* [WORK REQUIRED]: Decide whether each statement agrees with the breast cancer study report below. Answer yes or no for each, and quote the words from the report that decide it. 1. Black women are more likely than white women to develop breast cancer. 2. Roughly 39% of invasive tumors in black women were ER-negative. 3. Black women were diagnosed at an average age of 62.

* [DOCUMENT EXTRACT]:

The study, led by M. Catherine Lee, a clinical lecturer at the University of Michigan Comprehensive Cancer Center's department of surgery, is the largest to indicate a biological factor as the cause of black women's increased mortality from the disease, according to the Newark Star-Ledger. Previous research has attributed fewer mammograms and less aggressive treatment to the racial disparity (Stewart, Newark Star-Ledger, 9/6). Black women are less likely than white women to develop breast cancer but are more likely to die from the disease.
For the study, Lee and colleagues analyzed data on more than 170,000 breast cancer diagnoses from 1998 that were included in the American College of Surgeons' National Cancer Data Base. Ten percent of the cases were among black women.
Researchers focused on 95,500 women whose cancers were invasive rather than confined to a milk duct. They found that roughly 39% of such tumors in black women were estrogen receptor-negative, or ER-negative, compared with 22% of tumors in white women.
ER-negative tumors are resistant to common hormone-based therapies like tamoxifen and are more difficult to treat, according to the AP/Times (AP/Los Angeles Times, 9/5). The high prevalence of ER-negative tumors among black women was consistent regardless of the age or stage at which they were diagnosed, the study found (Newark Star-Ledger, 9/6).
The study also found that black women were diagnosed at an average age of 57, compared with 62 for white women. Black women's tumors also were more advanced than white women's, with 29% of black women having stage 1 tumors that had not yet spread, compared with 42% of white women.
Lee said, "Differences in tumor biology have a significant impact on survival," adding, "The fact that breast cancers in black women are more aggressive biologically suggests that we need to focus more of our research energy on developing better treatments targeting ER-negative tumors." She said the "findings also point to a need for improved cancer education and screening in black women, particularly those in younger age groups".

* [GIVEN RECORDS]:
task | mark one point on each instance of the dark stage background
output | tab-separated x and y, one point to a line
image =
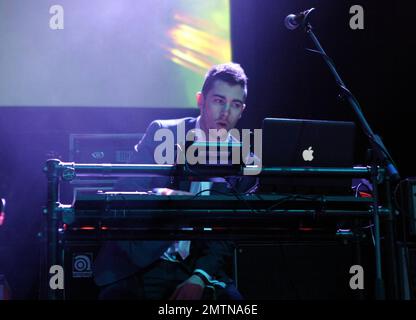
284	81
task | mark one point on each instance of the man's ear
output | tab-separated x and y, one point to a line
200	100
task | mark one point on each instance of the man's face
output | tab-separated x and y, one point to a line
222	107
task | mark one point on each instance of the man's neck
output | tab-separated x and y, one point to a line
201	126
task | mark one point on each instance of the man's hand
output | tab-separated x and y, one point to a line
190	289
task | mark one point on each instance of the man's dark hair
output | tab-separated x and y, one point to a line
232	73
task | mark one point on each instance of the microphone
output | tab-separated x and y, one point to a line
293	21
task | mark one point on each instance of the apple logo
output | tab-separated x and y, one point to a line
307	154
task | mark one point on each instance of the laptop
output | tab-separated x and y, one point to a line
307	143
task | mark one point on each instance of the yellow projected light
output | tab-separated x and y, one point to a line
199	43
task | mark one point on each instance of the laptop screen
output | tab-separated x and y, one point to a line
307	143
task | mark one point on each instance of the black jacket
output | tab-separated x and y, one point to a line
120	259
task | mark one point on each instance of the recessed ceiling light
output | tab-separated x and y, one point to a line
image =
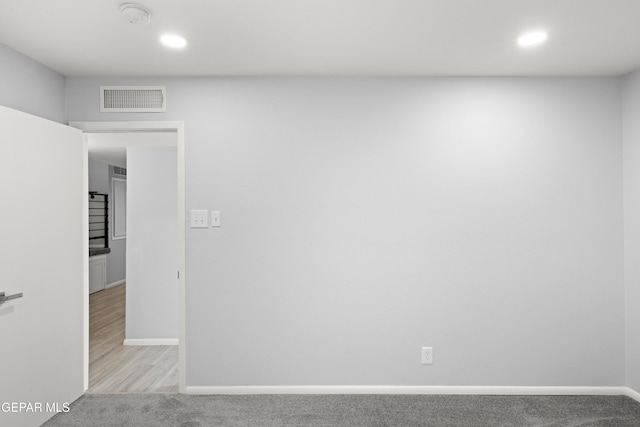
135	14
174	41
532	38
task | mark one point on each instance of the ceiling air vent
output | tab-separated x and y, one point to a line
117	170
133	99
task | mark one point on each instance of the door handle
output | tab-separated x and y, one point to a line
4	298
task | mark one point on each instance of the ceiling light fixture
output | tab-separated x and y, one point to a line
173	41
135	14
532	39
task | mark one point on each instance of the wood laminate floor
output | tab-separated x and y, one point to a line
115	368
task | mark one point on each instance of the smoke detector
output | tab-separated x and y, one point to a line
135	14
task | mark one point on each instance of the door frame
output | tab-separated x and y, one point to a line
150	126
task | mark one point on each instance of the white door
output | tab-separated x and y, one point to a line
43	248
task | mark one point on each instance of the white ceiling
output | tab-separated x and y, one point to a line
327	37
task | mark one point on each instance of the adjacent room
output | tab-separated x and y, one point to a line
362	213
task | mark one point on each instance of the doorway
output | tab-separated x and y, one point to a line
142	129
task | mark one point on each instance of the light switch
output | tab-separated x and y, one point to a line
215	219
199	218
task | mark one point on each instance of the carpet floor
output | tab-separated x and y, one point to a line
142	410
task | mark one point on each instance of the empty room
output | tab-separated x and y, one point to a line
408	212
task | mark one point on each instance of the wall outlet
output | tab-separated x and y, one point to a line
199	218
427	355
215	218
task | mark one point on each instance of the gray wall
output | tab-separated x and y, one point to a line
100	180
31	87
632	224
152	236
364	218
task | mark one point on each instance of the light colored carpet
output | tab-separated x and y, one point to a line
141	410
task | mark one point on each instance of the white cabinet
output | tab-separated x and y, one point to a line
97	273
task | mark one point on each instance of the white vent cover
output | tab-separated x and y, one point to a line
133	99
117	170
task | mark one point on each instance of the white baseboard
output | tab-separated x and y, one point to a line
633	394
152	341
473	390
111	285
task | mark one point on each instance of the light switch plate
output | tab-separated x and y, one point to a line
199	218
215	219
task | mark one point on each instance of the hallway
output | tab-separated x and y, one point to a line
115	368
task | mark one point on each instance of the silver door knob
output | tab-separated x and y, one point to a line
4	298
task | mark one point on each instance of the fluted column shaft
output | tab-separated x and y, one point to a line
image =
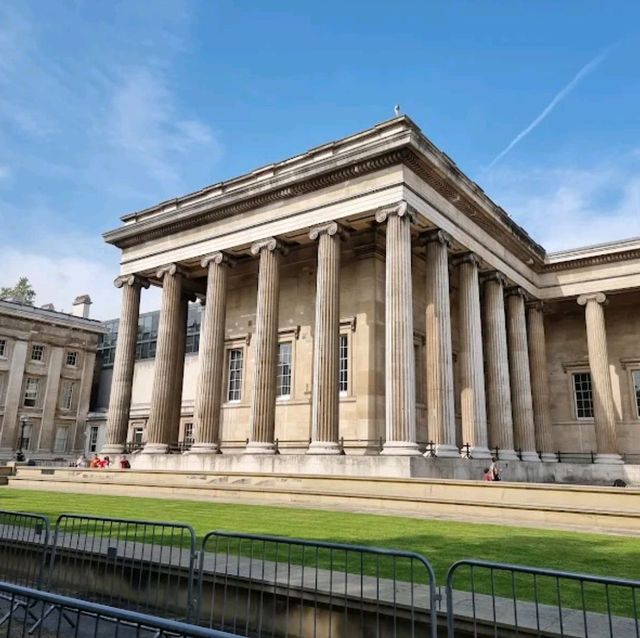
521	400
603	408
540	382
209	392
162	415
324	388
472	400
439	374
123	365
400	398
498	385
263	399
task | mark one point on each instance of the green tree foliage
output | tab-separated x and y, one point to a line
22	292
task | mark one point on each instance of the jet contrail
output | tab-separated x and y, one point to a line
584	71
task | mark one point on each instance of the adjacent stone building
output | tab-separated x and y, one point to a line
366	297
47	361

* [EXERCISE RESPONSE]:
1. No: "Black women are less likely than white women to develop breast cancer but are more likely to die from the disease."
2. Yes: "roughly 39% of such tumors in black women were estrogen receptor-negative"
3. No: "black women were diagnosed at an average age of 57, compared with 62 for white women."